**** Selected text

Strategy and Survival — Chanakya Niti
सर्वौषधीनाममृता प्रधाना
सर्वेषु सौख्येष्वशनं प्रधानम् ।
सर्वेन्द्रियाणां नयनं प्रधानं
सर्वेषु गात्रेषु शिरः प्रधानम् ॥
sarvauṣadhīnām amṛtā pradhānā
sarveṣu saukhyeṣv aśanaṃ pradhānam |
sarvendriyāṇāṃ nayanaṃ pradhānaṃ
sarveṣu gātreṣu śiraḥ pradhānam ||
Among medicines, amṛtā is foremost; among comforts, food is foremost. Among the senses, the eye is foremost; among the limbs, the head is foremost.
In the broader nīti (didactic-ethical) tradition, such verses commonly catalogue culturally recognized “primacies” (pradhāna) to summarize shared assumptions about health, wellbeing, and embodied life. The pairing of medicinal, sensory, and bodily examples reflects a learned milieu in which aphoristic lists served mnemonic and pedagogical functions.
The verse frames “foremostness” (pradhāna/pradhānā) as a comparative ranking within categories (medicines, comforts, senses, limbs). Rather than offering argumentation, it records a conventional hierarchy: a named remedy (amṛtā), nourishment (aśana), sight (nayana), and the head (śiras) are each positioned as primary within their respective sets.
The construction repeats a parallel genitive plural (“of all X”) followed by “pradhāna” to create a rhythmic catalogue. The term amṛtā is lexically tied to 'amṛta' (“deathless/nectar”) and can function as a prestige-marking name for a remedy; the sequence also moves from external supports (medicine, food) to faculties (senses) and finally to bodily governance (head), a progression that can be read as an ordered mapping of wellbeing.

********

■ **Required actions**
A - Does each statement agree with the Chanakya Niti text above? Answer yes or no for each, quoting the text's deciding words. (i) The verse names food as foremost among comforts. (ii) The verse gives reasons for its rankings. (iii) The sequence moves from the senses to external supports.
B - Can you echo the Chanakya Niti text word for word, from "Strategy and Survival" up to and including "head is foremost."?

**** Data excerpts

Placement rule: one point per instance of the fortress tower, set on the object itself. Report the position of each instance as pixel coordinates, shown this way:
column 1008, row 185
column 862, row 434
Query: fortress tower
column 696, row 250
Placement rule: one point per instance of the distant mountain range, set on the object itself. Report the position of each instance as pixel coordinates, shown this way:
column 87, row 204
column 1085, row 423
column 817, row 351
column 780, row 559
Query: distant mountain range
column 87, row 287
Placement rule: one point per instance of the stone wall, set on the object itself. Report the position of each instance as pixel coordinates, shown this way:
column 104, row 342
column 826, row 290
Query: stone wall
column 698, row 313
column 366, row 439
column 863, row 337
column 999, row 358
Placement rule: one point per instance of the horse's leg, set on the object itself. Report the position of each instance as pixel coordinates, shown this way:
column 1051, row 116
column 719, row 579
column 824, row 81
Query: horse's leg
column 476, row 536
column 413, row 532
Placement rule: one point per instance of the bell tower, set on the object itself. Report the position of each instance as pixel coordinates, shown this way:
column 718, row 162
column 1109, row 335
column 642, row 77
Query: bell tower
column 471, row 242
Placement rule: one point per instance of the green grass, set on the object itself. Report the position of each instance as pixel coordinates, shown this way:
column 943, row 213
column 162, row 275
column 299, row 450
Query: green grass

********

■ **Answer set**
A -
(i) Yes: "among comforts, food is foremost"
(ii) No: "Rather than offering argumentation, it records a conventional hierarchy"
(iii) No: "the sequence also moves from external supports (medicine, food) to faculties (senses) and finally to bodily governance (head)"

B -
Strategy and Survival — Chanakya Niti
सर्वौषधीनाममृता प्रधाना
सर्वेषु सौख्येष्वशनं प्रधानम् ।
सर्वेन्द्रियाणां नयनं प्रधानं
सर्वेषु गात्रेषु शिरः प्रधानम् ॥
sarvauṣadhīnām amṛtā pradhānā
sarveṣu saukhyeṣv aśanaṃ pradhānam |
sarvendriyāṇāṃ nayanaṃ pradhānaṃ
sarveṣu gātreṣu śiraḥ pradhānam ||
Among medicines, amṛtā is foremost; among comforts, food is foremost. Among the senses, the eye is foremost; among the limbs, the head is foremost.